A Tool for Capturing Essential Preferences
Dana Ayotte, Michelle Brennan, Nancy Frishberg, Cynthia Jimes, Lisa Petrides, Whitney Quesenbery, Madeleine Rothberg, Rich Schwerdtfeger, Jim Tobias, Jutta Treviranus, Shari Trewin, Gregg C. Vanderheiden · 2016 · Proceedings of the 18th International ACM SIGACCESS Conference on Computers and Accessibility (ASSETS '16) · doi:10.1145/2982142.2982155
Summary
This demonstration paper presents the First Discovery Tool, a multimodal web-based application designed to help people discover and set essential accessibility preferences — such as large fonts, high contrast, speech output, or one-handed keyboard use — to address major technology access barriers. The tool is part of the Global Public Inclusive Infrastructure (GPII) initiative, which aims to provide automatic adaptation of any device based on user preferences. The key challenge is that discovering and activating accessibility settings is difficult even for experienced technology users, and many people are unaware that helpful options exist. The First Discovery Tool makes minimal assumptions about a new user's abilities: they may not be able to see, hear, use a mouse, or read. It is designed for both tablet and desktop use, presenting a two-panel interface — one for adjusting a preference and another showing a live preview of the effect. Earlier testing without previews found that users could not understand what effect settings would have on their content. The tool covers software-configurable preferences only; specialized hardware (e.g., eye-tracking systems) would require professional assessment. Primary use cases include educational settings (e.g., a 16-year-old student with an arm injury accessing a learning management system) and senior settings (e.g., an 86-year-old retired teacher whose daughter helps her set up large icons and easier keyboard settings).

- **Data segment**:
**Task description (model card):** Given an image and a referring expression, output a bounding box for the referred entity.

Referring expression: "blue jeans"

- **What is expected**:
Reproduce the full text about the First Discovery Tool above, word for word.

- **Written solution**:
A Tool for Capturing Essential Preferences
Dana Ayotte, Michelle Brennan, Nancy Frishberg, Cynthia Jimes, Lisa Petrides, Whitney Quesenbery, Madeleine Rothberg, Rich Schwerdtfeger, Jim Tobias, Jutta Treviranus, Shari Trewin, Gregg C. Vanderheiden · 2016 · Proceedings of the 18th International ACM SIGACCESS Conference on Computers and Accessibility (ASSETS '16) · doi:10.1145/2982142.2982155
Summary
This demonstration paper presents the First Discovery Tool, a multimodal web-based application designed to help people discover and set essential accessibility preferences — such as large fonts, high contrast, speech output, or one-handed keyboard use — to address major technology access barriers. The tool is part of the Global Public Inclusive Infrastructure (GPII) initiative, which aims to provide automatic adaptation of any device based on user preferences. The key challenge is that discovering and activating accessibility settings is difficult even for experienced technology users, and many people are unaware that helpful options exist. The First Discovery Tool makes minimal assumptions about a new user's abilities: they may not be able to see, hear, use a mouse, or read. It is designed for both tablet and desktop use, presenting a two-panel interface — one for adjusting a preference and another showing a live preview of the effect. Earlier testing without previews found that users could not understand what effect settings would have on their content. The tool covers software-configurable preferences only; specialized hardware (e.g., eye-tracking systems) would require professional assessment. Primary use cases include educational settings (e.g., a 16-year-old student with an arm injury accessing a learning management system) and senior settings (e.g., an 86-year-old retired teacher whose daughter helps her set up large icons and easier keyboard settings).